_Task prompt_: Copy out the complete listing, word for word.

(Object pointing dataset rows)

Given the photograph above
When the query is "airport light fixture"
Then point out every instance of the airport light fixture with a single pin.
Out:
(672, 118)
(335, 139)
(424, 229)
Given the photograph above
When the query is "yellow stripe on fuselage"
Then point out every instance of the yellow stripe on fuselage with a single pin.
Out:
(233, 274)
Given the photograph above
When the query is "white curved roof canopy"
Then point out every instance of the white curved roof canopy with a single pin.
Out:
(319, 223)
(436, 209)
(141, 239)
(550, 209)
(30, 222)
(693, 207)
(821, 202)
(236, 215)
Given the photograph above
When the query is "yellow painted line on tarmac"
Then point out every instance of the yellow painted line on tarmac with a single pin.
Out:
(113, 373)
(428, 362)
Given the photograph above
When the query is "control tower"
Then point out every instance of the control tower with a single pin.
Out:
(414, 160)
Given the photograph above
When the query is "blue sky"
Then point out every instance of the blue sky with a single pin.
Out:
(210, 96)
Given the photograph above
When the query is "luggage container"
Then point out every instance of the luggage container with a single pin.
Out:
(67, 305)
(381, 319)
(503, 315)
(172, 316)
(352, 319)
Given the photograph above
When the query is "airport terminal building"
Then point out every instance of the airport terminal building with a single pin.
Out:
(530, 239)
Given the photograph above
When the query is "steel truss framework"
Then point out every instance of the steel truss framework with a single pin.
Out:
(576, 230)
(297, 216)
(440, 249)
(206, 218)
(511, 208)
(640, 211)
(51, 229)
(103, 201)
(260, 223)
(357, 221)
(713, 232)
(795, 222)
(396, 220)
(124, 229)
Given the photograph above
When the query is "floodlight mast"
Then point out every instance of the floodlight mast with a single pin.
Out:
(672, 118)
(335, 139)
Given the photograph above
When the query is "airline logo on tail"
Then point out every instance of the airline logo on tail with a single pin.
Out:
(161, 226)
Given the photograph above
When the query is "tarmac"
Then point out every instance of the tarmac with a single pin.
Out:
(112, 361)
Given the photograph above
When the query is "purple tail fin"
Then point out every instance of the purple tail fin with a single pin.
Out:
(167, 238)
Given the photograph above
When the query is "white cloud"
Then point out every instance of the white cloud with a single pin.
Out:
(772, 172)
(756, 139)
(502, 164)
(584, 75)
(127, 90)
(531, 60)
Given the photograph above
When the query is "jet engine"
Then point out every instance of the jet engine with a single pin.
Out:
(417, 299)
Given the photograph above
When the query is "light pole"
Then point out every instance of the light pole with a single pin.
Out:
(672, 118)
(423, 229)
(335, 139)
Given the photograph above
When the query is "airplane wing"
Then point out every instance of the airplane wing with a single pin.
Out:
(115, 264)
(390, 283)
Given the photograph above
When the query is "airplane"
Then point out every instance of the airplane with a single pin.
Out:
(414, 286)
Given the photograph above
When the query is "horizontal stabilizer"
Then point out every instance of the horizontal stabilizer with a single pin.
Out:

_Full solution_:
Given the photograph above
When the query is "airport light fixture"
Then point out every instance of the airport light fixture with a single pin.
Out:
(672, 118)
(335, 139)
(424, 229)
Given the photograph above
When the query is "yellow stripe on fuselage"
Then point out every instance of the yellow stripe on fuselage with a single pin.
Out:
(233, 274)
Given the photograph above
When the query is "white curved roof canopy"
Then point out every instance of the white curved roof canopy with a single pin.
Out:
(319, 223)
(436, 209)
(141, 239)
(550, 209)
(30, 222)
(693, 207)
(821, 202)
(236, 215)
Given the photograph above
When the query is "yellow painted line on tarmac"
Then point out every instance of the yellow painted line on tarmac with a single pin.
Out:
(113, 373)
(428, 362)
Given the photograph above
When the query is "control tower"
Then point out every instance of the control tower with a single pin.
Out:
(414, 160)
Given the photograph above
When the query is "blue sky"
Then point out every instance of the blue sky with a single pin.
Out:
(210, 96)
Given the photograph above
When the query is "luggage container"
Then point out every instance of the luggage container with a single pin.
Out:
(67, 305)
(381, 319)
(503, 315)
(172, 316)
(352, 319)
Given the photograph above
When the query is "airport terminal building"
Then point out every instance of the airport terminal building with a single pin.
Out:
(530, 239)
Given the photograph above
When the query is "steel truss framework"
Then point out every instance of the steel truss framework with a single pin.
Out:
(576, 230)
(297, 216)
(440, 249)
(206, 218)
(511, 208)
(640, 211)
(51, 229)
(103, 201)
(260, 223)
(357, 221)
(713, 232)
(795, 222)
(396, 220)
(124, 229)
Given the photograph above
When the query is "floodlight mast"
Then point out every instance of the floodlight mast with a single pin.
Out:
(672, 118)
(335, 139)
Given the photograph above
When the query is "airline logo on tail"
Then point out every instance of the airline logo on tail with a single pin.
Out:
(161, 226)
Given the photograph above
When the query is "tarmac"
Then point out every instance of the tarmac with a single pin.
Out:
(112, 361)
Given the photograph above
When the query is "purple tail fin"
Then point out every instance of the purple tail fin with a single pin.
Out:
(167, 238)
Given the photograph above
When the query is "white cloud"
Then point out every instance of the white cloud with a single pin.
Out:
(772, 172)
(756, 139)
(502, 164)
(584, 75)
(127, 90)
(531, 60)
Given the photograph above
When the query is "jet engine"
Then point out every instance of the jet engine with a single pin.
Out:
(417, 299)
Given the photograph above
When the query is "light pole"
Then point out every instance of the light pole with a single pin.
Out:
(672, 118)
(423, 229)
(335, 139)
Given the photograph above
When the query is "airplane wing"
Then point out every instance of the airplane wing with a single pin.
Out:
(115, 264)
(390, 283)
Given the photograph above
When the query is "airplane"
Then point out every instance of the airplane with a single pin.
Out:
(414, 286)
Given the photograph above
When the query is "horizontal stabilizer"
Then point out every instance of the horizontal stabilizer with a single pin.
Out:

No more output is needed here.